▶ PASSAGE TO READ
* START *

# Classification with Rubrix

If you're here, you probably already know that Rubrix is an annotation tool.

In a way, Rubrix has three parts: A server with the annotation UI, an elasticsearch Docker instance that stores the data, and a python library that can interact with the server and register data to be annotated.

Getting to know Rubrix, we will try to annotate some english-language job advertisements. These job ads are stored in a tabular file. We will start the rubrix server and elastic container, and use python to read our dataset and register it with the server.

## Running the server
Assuming you have Docker installed, you can start a docker container with elasticsearch directly from the notebook. You don't have to know a lot about Docker, but if this is new to you remember to finish the "cleaning up" part at the bottom. For now, this should work.

In [12]:
%%bash
docker run -d \
    --name rubrix-es \
    -p 9200:9200 -p 9300:9300 \
    -e "ES_JAVA_OPTS=-Xms512m -Xmx512m" \
    -e "discovery.type=single-node" \
    docker.elastic.co/elasticsearch/elasticsearch-oss:7.10.2

51ff13143913f46fb4abec2fc58183554ab5ae09cece7df66694b4fe4c14c269


In addition to the server, you need to start the rubrix server. This runs directly in Python (no Docker required), and can be started by running `python -m rubrix` in the command line. Because this command will occupy the terminal, it is a good idea to do this in an new terminal.

## Loading the data

Now that the server is running, we are able to add data that we want to annotate to it. First though, we use Pandas to read the data from file.

* END *

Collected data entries
* START *

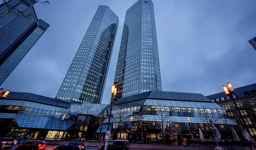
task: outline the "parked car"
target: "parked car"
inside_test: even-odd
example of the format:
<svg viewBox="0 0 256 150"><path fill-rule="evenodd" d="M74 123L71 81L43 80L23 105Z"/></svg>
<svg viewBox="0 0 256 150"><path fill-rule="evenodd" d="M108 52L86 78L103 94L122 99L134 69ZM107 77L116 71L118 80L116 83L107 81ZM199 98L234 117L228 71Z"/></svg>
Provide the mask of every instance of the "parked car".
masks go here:
<svg viewBox="0 0 256 150"><path fill-rule="evenodd" d="M84 144L83 142L72 142L54 147L54 150L84 150Z"/></svg>
<svg viewBox="0 0 256 150"><path fill-rule="evenodd" d="M0 138L1 149L8 150L12 147L13 145L14 139L12 138Z"/></svg>
<svg viewBox="0 0 256 150"><path fill-rule="evenodd" d="M16 145L17 144L17 141L16 140L14 140L14 141L13 141L13 144Z"/></svg>
<svg viewBox="0 0 256 150"><path fill-rule="evenodd" d="M44 141L31 140L18 146L15 150L44 150L47 148L47 143Z"/></svg>
<svg viewBox="0 0 256 150"><path fill-rule="evenodd" d="M100 146L99 150L104 150L105 145ZM130 150L129 141L125 140L116 140L108 143L107 150Z"/></svg>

* END *

▶ DIRECTIVES
1. In the Rubrix classification tutorial, what command starts the Rubrix server from the command line?
2. Carry the Rubrix classification tutorial forward from its last sentence.

▶ ANSWERS TO THE PROBLEMS
1. `python -m rubrix`

2.
In [23]:
import pandas as pd
import rubrix as rb

df = pd.read_csv('../data/job_ads_english.csv', dtype='str')

In [24]:
df.head(10)

Unnamed: 0,job_title,job_description,isco_code,nace
0,Deck Bosun,# is overall responsible and in charge of all ...,8350,3111
1,Postdoctoral Research Fellow (ref. 2012/2293),# in #\n\nA three-years position as Post doc (...,2131,85421
2,Welder Offshore ( Sveiser offshore),# performs maintenance and fabrication welding...,7212,9101
3,Data collection Stavanger/Sandnes,\nWe need someone to do some data collection i...,4132,73200
4,Piping Engineer,IKM Consultants AS is a company within the IKM...,3117,71129
5,Post-Doctoral Research Fellowship in Cognitive...,Department of Psychology\n\n# in #\n\nBackgrou...,2310,85421
6,Medarbeidere (deltid),REMA 1000 i Tønsberg området vil vi få behov f...,5223,47111
7,Business Development Executive,Executive placement in DOF Subsea:\nSearching ...,2413,71122
8,Project Engineer (ref.nr. 404281),Responsibilities * Accountable to deliver resp...,3117,71129
9,Cost Controller TechnipFMC,#FMCTechnipFMC is a global leader in oil and g...,2411,30113


In [25]:
df_sample = df.sample(100)

In [26]:
records = []

for i, r in df_sample.iterrows():
    record = rb.TextClassificationRecord(
        inputs={
            "title": r['job_title'],
            "text": r['job_description']
        }
    )

    records.append(record)

In [27]:
rb.log(records, name = "job_ads_example_1", verbose=False)


BulkResponse(dataset='job_ads_example_2', processed=100, failed=0)

When this is finished, you should be able to find the data by going to http://localhost:6900. Note that modern browsers like to add https to everything, so make sure you type http to avoid errors and confusion. 

I'm not going to explain the user interface here, but you should be able to create a few labels, and effectively label the different job ads. If you are in need of inspiration, try to label wether the jobs can be done from home. You will notice that some of the descriptions are uninformative or not in english, others are very technical and therefore hard to evaluate, and some jobs can be done partially from home. You might want to create labels for these as well.

When you are done, you can use rubrix to retrieve the annotated data again.

In [28]:
annotated_df = rb.load('job_ads_example_1', query='status:Validated')

In [29]:
len(annotated_df)

15

In [30]:
annotated_df.head()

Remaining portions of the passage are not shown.